→ **EXTRACT TO READ**
You know this lyric in The Turtles' 'Happy Together'?
"No matter how they toss the dice, it had to be /
The only one for me is you, and you for me /
So happy together..."
Now read it again. Parse it. Or, better still, listen to it. I don't know how I'd managed to miss this before, since I pretty often call this my favourite song of all time, but it's a hidden admission of unrequited love, right? "The only one for me is you, and you for me". Ouch. What about her? Does she get a say? I don't think so. The whole song's fantasising about the unattainable, surely. But what I love most is how — with the easy rhyme there, which lulls you time and again into missing the actual meaning — it seems to convince itself every time you hear it, and how that relentless march-beat escorts song and listener up, up, and over the moon.

→ **RECORDS SUPPLIED**
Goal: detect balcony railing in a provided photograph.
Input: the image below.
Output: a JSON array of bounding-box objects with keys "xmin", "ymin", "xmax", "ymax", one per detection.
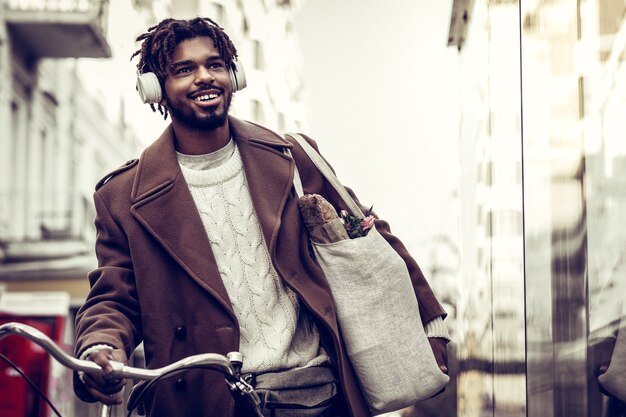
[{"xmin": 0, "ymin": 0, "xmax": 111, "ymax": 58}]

==

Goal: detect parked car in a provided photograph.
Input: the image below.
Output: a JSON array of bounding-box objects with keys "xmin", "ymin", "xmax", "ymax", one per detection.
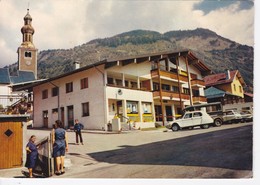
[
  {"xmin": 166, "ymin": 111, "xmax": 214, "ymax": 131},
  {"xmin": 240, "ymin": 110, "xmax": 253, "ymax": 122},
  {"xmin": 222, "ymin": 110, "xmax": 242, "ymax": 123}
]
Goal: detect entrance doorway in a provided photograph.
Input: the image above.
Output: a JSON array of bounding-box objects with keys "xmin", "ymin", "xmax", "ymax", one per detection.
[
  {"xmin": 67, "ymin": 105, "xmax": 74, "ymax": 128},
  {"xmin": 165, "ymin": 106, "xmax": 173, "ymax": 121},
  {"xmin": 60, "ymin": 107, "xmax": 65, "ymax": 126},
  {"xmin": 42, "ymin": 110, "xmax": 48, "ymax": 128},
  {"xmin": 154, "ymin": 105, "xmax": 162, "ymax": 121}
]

→ **WRITTEN TASKS**
1. Decide whether each statement agrees with the post about "Happy Together," answering yes or no and quoting the deciding words of the post. (a) The writer often calls the song their favorite of all time. (b) According to the writer, the easy rhyme helps listeners grasp the actual meaning. (c) The writer had long been aware of the hidden meaning in the lyric.
2. Reproduce word for word the part of the post about "Happy Together" between "Now read it" and "over the moon.", inclusive.

→ **SOLVED PROBLEMS**
1.
(a) Yes: "I pretty often call this my favourite song of all time"
(b) No: "with the easy rhyme there, which lulls you time and again into missing the actual meaning"
(c) No: "I don't know how I'd managed to miss this before"

2.
Now read it again. Parse it. Or, better still, listen to it. I don't know how I'd managed to miss this before, since I pretty often call this my favourite song of all time, but it's a hidden admission of unrequited love, right? "The only one for me is you, and you for me". Ouch. What about her? Does she get a say? I don't think so. The whole song's fantasising about the unattainable, surely. But what I love most is how — with the easy rhyme there, which lulls you time and again into missing the actual meaning — it seems to convince itself every time you hear it, and how that relentless march-beat escorts song and listener up, up, and over the moon.